_WRITTEN EXERCISE_. Convert every line of the records into a JSON list of strings, one string per line, omitting blank lines and leaving out the pictures.

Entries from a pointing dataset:
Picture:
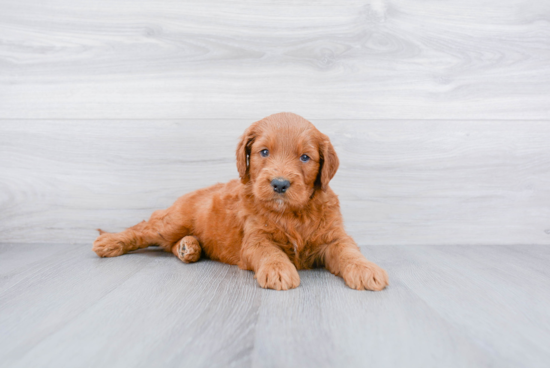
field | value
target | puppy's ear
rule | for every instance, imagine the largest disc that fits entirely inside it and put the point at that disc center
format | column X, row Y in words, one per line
column 328, row 164
column 243, row 152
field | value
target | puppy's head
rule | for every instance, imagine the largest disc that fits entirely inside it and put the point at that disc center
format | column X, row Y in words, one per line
column 284, row 159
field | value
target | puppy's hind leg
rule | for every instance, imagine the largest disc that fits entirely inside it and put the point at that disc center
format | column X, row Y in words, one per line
column 164, row 228
column 187, row 249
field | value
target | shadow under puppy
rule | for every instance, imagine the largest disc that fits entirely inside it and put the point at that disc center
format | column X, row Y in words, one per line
column 281, row 216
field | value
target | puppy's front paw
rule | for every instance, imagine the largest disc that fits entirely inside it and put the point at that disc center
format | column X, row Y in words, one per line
column 189, row 249
column 278, row 276
column 108, row 245
column 365, row 275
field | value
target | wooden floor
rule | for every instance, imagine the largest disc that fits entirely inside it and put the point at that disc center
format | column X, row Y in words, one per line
column 447, row 306
column 439, row 112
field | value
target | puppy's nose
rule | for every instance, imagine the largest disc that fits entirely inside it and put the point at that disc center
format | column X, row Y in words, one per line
column 280, row 185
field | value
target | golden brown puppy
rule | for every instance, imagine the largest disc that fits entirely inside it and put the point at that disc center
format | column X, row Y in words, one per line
column 281, row 216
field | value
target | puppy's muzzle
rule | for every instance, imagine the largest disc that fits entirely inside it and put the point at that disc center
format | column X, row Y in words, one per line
column 280, row 185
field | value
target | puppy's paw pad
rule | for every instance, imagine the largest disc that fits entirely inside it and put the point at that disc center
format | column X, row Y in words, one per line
column 189, row 249
column 278, row 276
column 108, row 245
column 361, row 276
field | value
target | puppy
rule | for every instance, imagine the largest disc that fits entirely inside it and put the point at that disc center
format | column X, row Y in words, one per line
column 280, row 217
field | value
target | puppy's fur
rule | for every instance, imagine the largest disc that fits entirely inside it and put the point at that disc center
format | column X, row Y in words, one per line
column 248, row 223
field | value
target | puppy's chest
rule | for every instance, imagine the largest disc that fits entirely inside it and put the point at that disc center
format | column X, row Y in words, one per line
column 295, row 242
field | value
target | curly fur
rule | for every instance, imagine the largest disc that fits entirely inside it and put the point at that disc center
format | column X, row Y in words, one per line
column 246, row 223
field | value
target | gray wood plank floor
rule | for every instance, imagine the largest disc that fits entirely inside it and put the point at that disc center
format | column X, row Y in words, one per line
column 447, row 306
column 439, row 111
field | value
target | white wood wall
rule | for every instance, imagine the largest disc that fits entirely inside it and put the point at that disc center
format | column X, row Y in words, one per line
column 439, row 110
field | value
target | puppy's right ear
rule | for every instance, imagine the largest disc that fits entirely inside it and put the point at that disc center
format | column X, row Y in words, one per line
column 243, row 153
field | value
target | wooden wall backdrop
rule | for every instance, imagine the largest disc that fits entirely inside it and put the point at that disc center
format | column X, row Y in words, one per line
column 440, row 111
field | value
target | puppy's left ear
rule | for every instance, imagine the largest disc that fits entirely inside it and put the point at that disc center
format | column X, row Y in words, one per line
column 328, row 163
column 243, row 153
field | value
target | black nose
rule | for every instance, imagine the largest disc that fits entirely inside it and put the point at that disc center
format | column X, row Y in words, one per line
column 280, row 185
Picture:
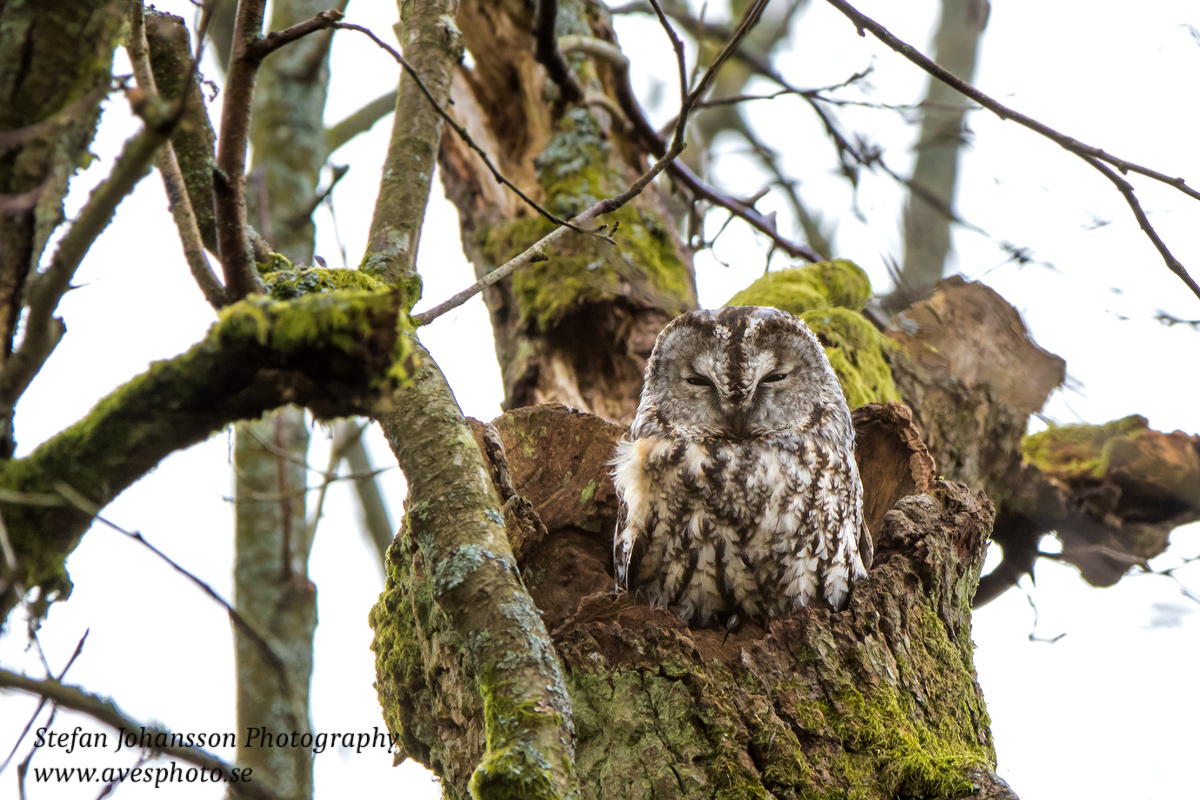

_RESULT OF THIS TASK_.
[
  "Picture:",
  "field | value",
  "target | puppy's ear",
  "rule | for every instance, imagine the largest disc that fits entirely inside it and put the point at that disc center",
  "format | column X, row Y in words, one per line",
  "column 328, row 164",
  "column 243, row 152",
  "field | value",
  "target | puppy's head",
  "rule | for every instance, imagine the largest disc that fits entirely inside it and put the point at that disc center",
  "format | column X, row Y in words, one per line",
  "column 284, row 159",
  "field | value",
  "target | puppy's hind leg",
  "rule | for every instance, imagine the largest disc that fits entirely inside it and put the point at that disc center",
  "format | column X, row Y in words, one per line",
  "column 164, row 228",
  "column 187, row 249",
  "field | value",
  "target | shadow under puppy",
  "rule | for every instance, imagine the largest disc that fits entirely inside it and put the point at that disc center",
  "format | column X, row Y in words, one per line",
  "column 281, row 216",
  "field | value",
  "target | puppy's front paw",
  "rule | for every instance, imagine the largest disc that fits entirely inside it and put the point at that disc center",
  "format | column X, row Y in words, one per line",
  "column 189, row 249",
  "column 278, row 276",
  "column 108, row 245",
  "column 365, row 275",
  "field | value",
  "target | wooden floor",
  "rule | for every instance, imagine the largest disc that fits entirely inside it and put the point at that disc center",
  "format | column X, row Y in words, one per line",
  "column 447, row 306",
  "column 439, row 112",
  "field | value",
  "target | puppy's nose",
  "rule | for every instance, imagine the largest disc that fits entirely inside it and put the point at that disc center",
  "format | column X, row Y in words, one per line",
  "column 280, row 185",
  "field | value",
  "target | golden brown puppy",
  "rule | for every instance, imagine the largest disc that fits entirely inside it and put the point at that disc center",
  "format | column X, row Y in words, one per line",
  "column 281, row 216",
  "field | value",
  "target | puppy's muzzle",
  "rule | for every instance, imagine the largest disc that fits entirely inside it and put the point at that disc center",
  "format | column X, row Y in words, one per line",
  "column 280, row 185",
  "field | value",
  "target | puppy's paw pad",
  "rule | for every instance, imagine the largest disc that fits entirely inside it and put the point at that disc center",
  "format | column X, row Y in words, one per line",
  "column 189, row 249",
  "column 278, row 276",
  "column 108, row 245",
  "column 361, row 276",
  "field | value",
  "target | puppy",
  "rule | for every instance, imagine the largest disc that fits entirely inside it and put the point at that disc center",
  "format | column X, row Y in words, one per line",
  "column 280, row 217",
  "field | value",
  "target | puppy's fur",
  "rule | for every instance, imagine the largest disc that fits entirely inside it and put the point at that disc center",
  "format | column X, row Y in words, one per line",
  "column 248, row 223",
  "field | value",
  "target | puppy's chest",
  "rule | for every instance, imagine the largest disc that fits entirely inside it and put the point at that disc center",
  "format | column X, row Y in words, one per line",
  "column 295, row 242",
  "field | value",
  "target | curly fur",
  "rule | for every instance, imagine the largest disc that fits entirely inside it and put the point at that disc center",
  "format | column X, row Y in words, one per line",
  "column 246, row 223",
  "field | value",
  "target | gray wood plank floor",
  "rule | for every instance, imagine the largest disc that fits entirely inside it and put the point at that disc center",
  "format | column X, row Y in words, one per line",
  "column 447, row 306",
  "column 439, row 111",
  "field | value",
  "target | white wood wall",
  "rule | for every instance, imagine the largest disc that fits entirely inside it and put the point at that disc center",
  "format | column X, row Y in words, one per line",
  "column 439, row 110",
  "field | value",
  "target | puppy's right ear",
  "rule | for every instance, imagine the largest disc that fits entirely inside it and put the point at that disc center",
  "format | column X, row Y in words, one per line",
  "column 243, row 153",
  "field | value",
  "target | wooden wall backdrop",
  "rule | for every instance, imagine the largest disc that fits entirely inside it and put the point at that disc center",
  "format | column X, row Y in words, one per line",
  "column 440, row 111",
  "field | value",
  "target | puppy's left ear",
  "rule | for every instance, imagine the largest disc that fits entirely inside it and put the point at that disc center",
  "format | column X, row Y in words, one per line",
  "column 328, row 163",
  "column 243, row 153",
  "field | value",
  "target | black nose",
  "rule | for every instance, imagine the largest disc that fits entirely inside it and put the point at that disc center",
  "format | column X, row Y in words, one per line",
  "column 280, row 185",
  "Picture:"
]